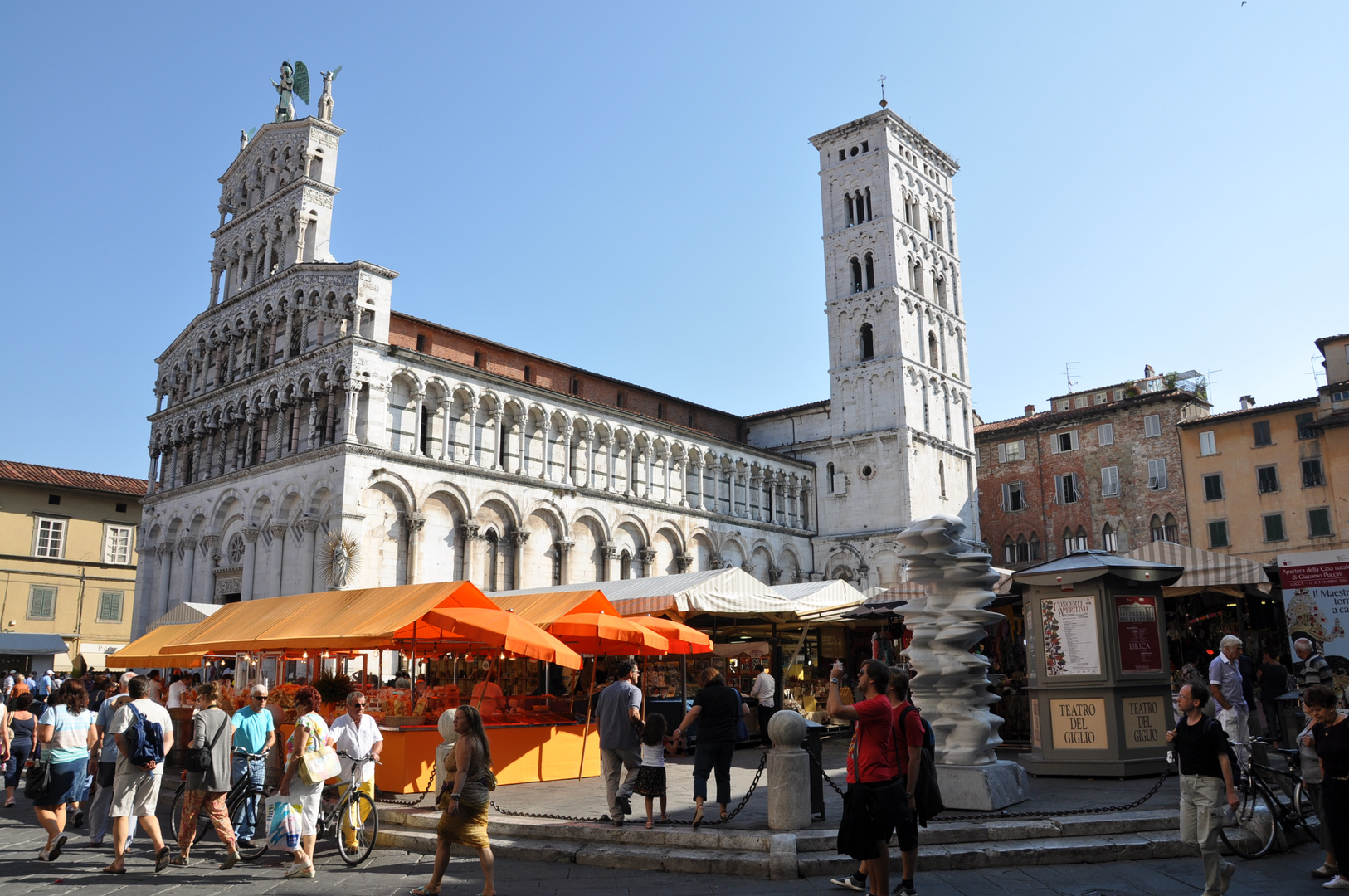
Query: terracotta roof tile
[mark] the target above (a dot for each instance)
(61, 478)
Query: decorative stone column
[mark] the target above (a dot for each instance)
(416, 521)
(788, 777)
(250, 533)
(275, 558)
(517, 540)
(950, 682)
(308, 551)
(165, 551)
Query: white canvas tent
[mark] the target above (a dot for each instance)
(821, 601)
(719, 592)
(185, 614)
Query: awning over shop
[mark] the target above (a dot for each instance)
(719, 592)
(185, 613)
(355, 620)
(149, 650)
(818, 601)
(1206, 571)
(32, 644)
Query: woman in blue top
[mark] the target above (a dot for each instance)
(65, 734)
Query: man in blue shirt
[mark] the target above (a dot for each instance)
(256, 733)
(1233, 713)
(620, 710)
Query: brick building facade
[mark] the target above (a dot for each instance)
(1100, 470)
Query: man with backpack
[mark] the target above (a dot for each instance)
(911, 737)
(144, 733)
(1205, 768)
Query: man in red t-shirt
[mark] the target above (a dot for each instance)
(872, 764)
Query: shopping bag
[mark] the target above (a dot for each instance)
(284, 823)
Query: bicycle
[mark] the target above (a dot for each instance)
(236, 799)
(1249, 830)
(353, 816)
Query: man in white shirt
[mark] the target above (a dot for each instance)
(764, 689)
(357, 734)
(135, 790)
(176, 693)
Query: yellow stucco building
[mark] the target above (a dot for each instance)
(1274, 480)
(68, 566)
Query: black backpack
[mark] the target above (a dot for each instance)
(1226, 745)
(927, 792)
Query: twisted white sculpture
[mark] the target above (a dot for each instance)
(950, 683)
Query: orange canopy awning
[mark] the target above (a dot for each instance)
(601, 633)
(504, 631)
(681, 639)
(355, 620)
(151, 650)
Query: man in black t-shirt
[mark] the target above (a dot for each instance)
(1205, 769)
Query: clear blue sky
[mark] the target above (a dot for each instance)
(629, 187)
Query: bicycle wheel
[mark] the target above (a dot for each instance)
(1308, 814)
(1249, 833)
(358, 826)
(176, 818)
(236, 807)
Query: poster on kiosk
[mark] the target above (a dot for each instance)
(1316, 602)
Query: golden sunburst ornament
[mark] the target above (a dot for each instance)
(340, 559)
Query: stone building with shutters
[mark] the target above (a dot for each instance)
(299, 413)
(1100, 469)
(68, 553)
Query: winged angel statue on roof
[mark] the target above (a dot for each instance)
(295, 81)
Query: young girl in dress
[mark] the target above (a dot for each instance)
(650, 777)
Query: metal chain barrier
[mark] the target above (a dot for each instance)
(735, 811)
(1002, 816)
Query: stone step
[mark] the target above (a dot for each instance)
(1049, 850)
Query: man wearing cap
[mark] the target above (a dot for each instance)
(256, 733)
(105, 751)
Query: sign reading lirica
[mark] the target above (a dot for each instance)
(1316, 596)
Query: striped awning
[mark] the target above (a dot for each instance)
(1205, 570)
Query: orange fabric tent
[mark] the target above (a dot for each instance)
(504, 631)
(681, 639)
(150, 650)
(603, 633)
(355, 620)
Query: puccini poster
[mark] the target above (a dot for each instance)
(1316, 594)
(1070, 635)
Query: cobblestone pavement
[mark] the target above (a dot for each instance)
(394, 872)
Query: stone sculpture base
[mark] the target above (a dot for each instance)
(982, 787)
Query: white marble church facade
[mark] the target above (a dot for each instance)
(299, 404)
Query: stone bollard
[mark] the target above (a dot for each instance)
(788, 773)
(446, 725)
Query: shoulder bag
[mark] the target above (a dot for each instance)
(321, 762)
(198, 762)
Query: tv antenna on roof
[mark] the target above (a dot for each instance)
(1069, 373)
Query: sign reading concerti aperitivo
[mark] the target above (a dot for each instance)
(1316, 598)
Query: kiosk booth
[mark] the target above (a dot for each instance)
(1098, 665)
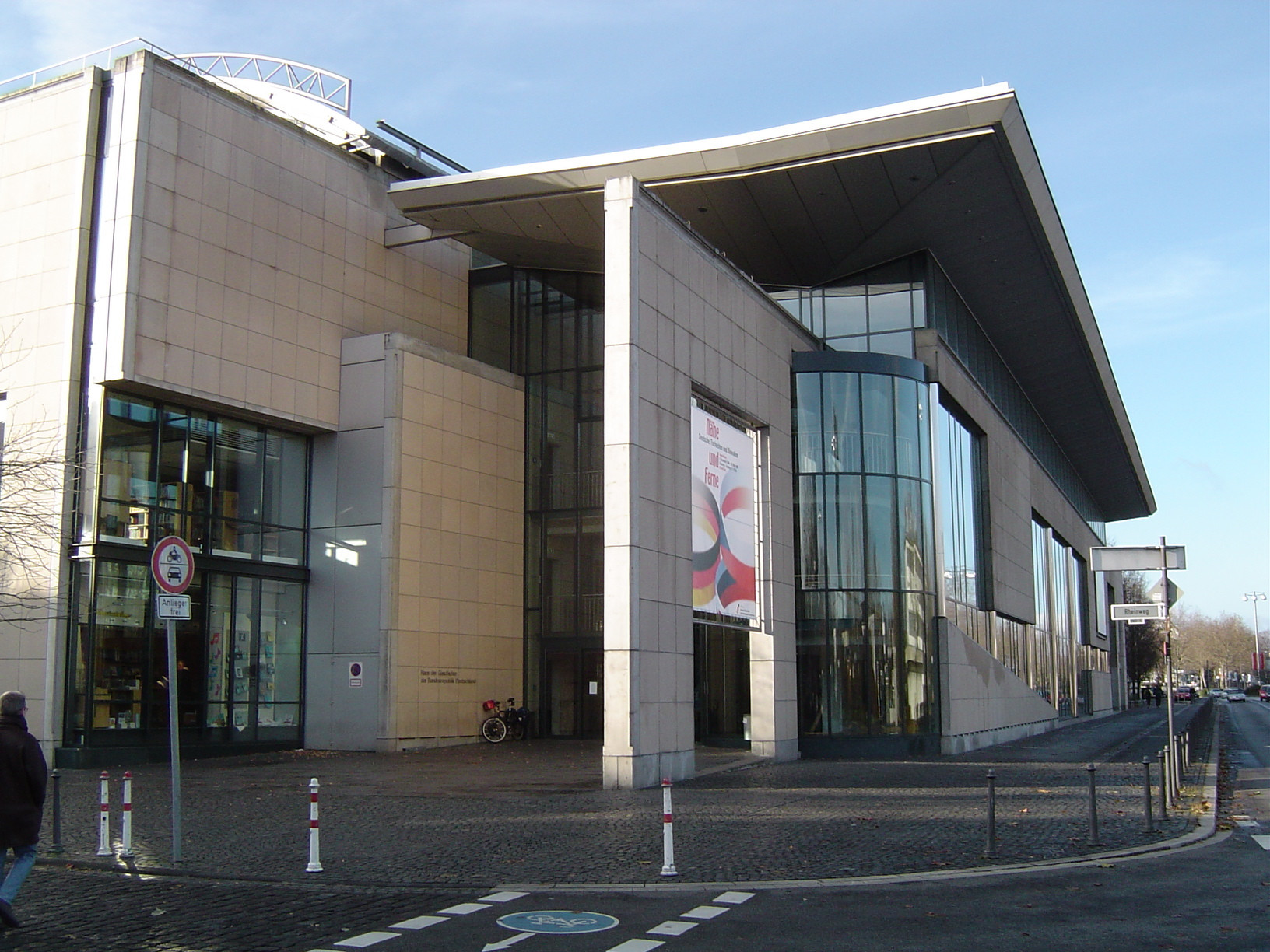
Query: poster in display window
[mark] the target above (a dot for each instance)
(723, 518)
*****
• Try it: Begin at the first line of the entries and stop after the line holding "Query: golden sunburst ornament"; repeat those lines exactly, but not the pictures.

• Expected answer:
Query: terracotta roof tile
[mark] the target above (a dot for each instance)
(61, 478)
Query: decorative stone column
[mark] the target above (a dot for each instance)
(416, 521)
(788, 777)
(250, 533)
(275, 558)
(517, 540)
(950, 682)
(308, 551)
(165, 551)
Query: white canvas tent
[mark] the target above (a dot for each instance)
(821, 601)
(719, 592)
(185, 614)
Query: awning over shop
[mark] the target above (a dot for each instance)
(719, 592)
(185, 613)
(355, 620)
(149, 650)
(818, 601)
(1206, 571)
(32, 644)
Query: woman in blue top
[mark] the target above (a dot for each instance)
(65, 734)
Query: man in blue shirt
[mark] the target above (a dot for each instance)
(256, 733)
(1233, 713)
(620, 710)
Query: brick building facade
[mark] the target above (a dot for each instance)
(1100, 470)
Query: man with backpack
[mark] the target above (a dot for each instance)
(911, 737)
(144, 733)
(1205, 768)
Query: man in red t-shirt
[mark] the target above (a dot for each instance)
(872, 764)
Query: shopping bag
[mark] the target above (a dot for each instance)
(284, 823)
Query: bicycle
[mark] the target above (a dot for each instance)
(236, 799)
(1249, 830)
(353, 816)
Query: man in white shirt
[mark] the target above (a dot for each instance)
(764, 689)
(357, 734)
(135, 790)
(176, 693)
Query: yellow stucco building
[mark] the target above (a dot for each instance)
(1274, 480)
(68, 566)
Query: black backpack
[mark] the target above (a dot for each instance)
(1226, 745)
(927, 792)
Query: twisted white sculpture
[mark] the target above (a dot for each instance)
(950, 683)
Query: orange canopy awning
[mark] the target above (a dot for each instance)
(601, 633)
(504, 631)
(681, 639)
(355, 620)
(151, 650)
Query: man in black t-shirt
[mark] the target above (a dot for each instance)
(1205, 769)
Query: clear blue sky
[mark] the target above (a dot for each instance)
(629, 187)
Query: bicycle wheel
[mark] the target above (a dot for each instance)
(1308, 814)
(1249, 833)
(358, 826)
(176, 818)
(236, 807)
Query: poster on kiosk
[mark] the target above (a dot for each instance)
(1316, 602)
Query: golden sunburst ornament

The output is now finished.